READING TEXT:
--- start ---
For many people the stereotypical of college is drinking. That is true to some extent, the consensus of students in college drinking being about 80% while 40% are binge drinkers. Binge drinking has been a more prominent problem for U.S. campuses and everyone is trying to figure out ways to reduce it because of its terrible effects.
Some of the worst effects range from car crashes and other accidental injuries, sexual assaults, fights, community violence, academic failure, and deaths from an overdose of alcohol. So what is leading college students to binge drink more than they did before? The problems range from the parental hyper concern of their children, students without alternative ways to soothe themselves and manage problems, and not enough overall promotion of drinking responsibility among peers.
--- end ---
EXERCISE: Reproduce the passage on college binge drinking word for word, beginning at the words "For many people" and stopping after "its terrible effects.". The lines have no role in this work.

SUPPLIED INFORMATION:
--- start ---
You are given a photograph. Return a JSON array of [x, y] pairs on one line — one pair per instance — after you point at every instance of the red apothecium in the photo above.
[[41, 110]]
--- end ---
CORRECT OUTPUT:
For many people the stereotypical of college is drinking. That is true to some extent, the consensus of students in college drinking being about 80% while 40% are binge drinkers. Binge drinking has been a more prominent problem for U.S. campuses and everyone is trying to figure out ways to reduce it because of its terrible effects.